Em meio a um bilionário escândalo corporativo desde a semana passada, a rede varejista Americanas se destaca, perante alguns pares, por remunerar bem sua diretoria, mostra levantamento com base nas informações prestadas pela companhia no Formulário de Referência, documento que as empresas abertas entregam anualmente à Comissão de Valores Mobiliários (CVM), o órgão regulador do mercado.
No acumulado de uma década, a diretoria da Americanas recebeu, em termos nominais, sem corrigir pela inflação, R$ 505,4 milhões. O valor acumulado é quase o dobro do pago a suas diretorias por dois pares entre as companhias abertas, a Lojas Renner (R$ 252,8 milhões) e a Magalu (R$ 270,9 milhões). Os dados foram compilados pelo o especialista em governança corporativa Renato Chaves, ex-diretor da Previ, o fundo de pensão dos funcionários do Banco do Brasil (BB).
Quando ponderado pela receita líquida ou pelos resultados líquidos, a remuneração total da diretoria da Americanas chama atenção nos anos mais recentes, embora, na média da década, esteja em linha com o praticado Renner e a Magalu. Como proporção da receita líquida, a remuneração da diretoria da Americanas foi 0,27% em 2021, mais do que o dobro da Renner (0,12%) e da Magalu (0,11%). Em 2020, as proporções foram mais próximas: 0,29% para a Americanas, 0,20% para a Renner e 0,21% para a Magalu. Na média de 2012 a 2021, a remuneração total da diretoria da Americanas ficou em 0,29% da receita líquida, até abaixo do 0,39% da Renner.
Segundo Chaves, responsável pelo levantamento, a remuneração como proporção da receita líquida costuma ser a melhor forma de comparar as políticas salariais das companhias em relação à alta direção. O especialista pondera, por outro lado, que na comparação entre as três companhias abertas selecionadas no levantamento, a receita da Americanas é muito maior, o que tende a moderar a proporção da remuneração.
“Eles são agressivos, isso é fato. Todos sabem que as empresas que têm o grupo como controlador (os acionistas de referência da Americanas, Jorge Paulo Lemann, Marcel Telles e Carlos Alberto Sicupira) são agressivos com remuneração”, afirmou Chaves.

....

» ATIVIDADE
Reproduza a passagem do trecho que se inicia nas palavras "Quando ponderado pela" e termina após "0,39% da Renner.", trocando "remuneração total" por "remuneração global". Utilize exclusivamente as informações contidas no trecho.

....

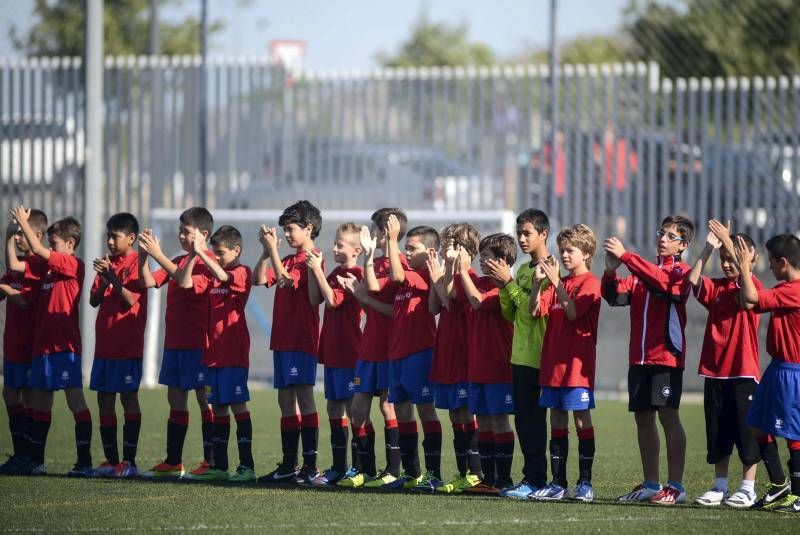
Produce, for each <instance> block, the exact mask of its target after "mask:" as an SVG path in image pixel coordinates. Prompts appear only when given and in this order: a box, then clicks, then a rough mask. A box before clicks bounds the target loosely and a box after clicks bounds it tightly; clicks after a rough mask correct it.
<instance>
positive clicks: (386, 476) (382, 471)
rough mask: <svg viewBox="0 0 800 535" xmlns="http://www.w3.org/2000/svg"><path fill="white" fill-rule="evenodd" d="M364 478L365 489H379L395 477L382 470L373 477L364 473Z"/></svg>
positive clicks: (391, 474)
mask: <svg viewBox="0 0 800 535" xmlns="http://www.w3.org/2000/svg"><path fill="white" fill-rule="evenodd" d="M364 477H365V478H366V479H364V488H367V489H379V488H381V487H382V486H384V485H386V484H387V483H391V482H393V481H395V480H396V479H397V478H396V477H394V476H393V475H392V473H391V472H389V471H387V470H384V471H382V472H378V475H376V476H375V477H372V476H369V475H366V474H365V475H364Z"/></svg>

....

» RESPOSTA ESPERADA
Quando ponderado pela receita líquida ou pelos resultados líquidos, a remuneração global da diretoria da Americanas chama atenção nos anos mais recentes, embora, na média da década, esteja em linha com o praticado Renner e a Magalu. Como proporção da receita líquida, a remuneração da diretoria da Americanas foi 0,27% em 2021, mais do que o dobro da Renner (0,12%) e da Magalu (0,11%). Em 2020, as proporções foram mais próximas: 0,29% para a Americanas, 0,20% para a Renner e 0,21% para a Magalu. Na média de 2012 a 2021, a remuneração global da diretoria da Americanas ficou em 0,29% da receita líquida, até abaixo do 0,39% da Renner.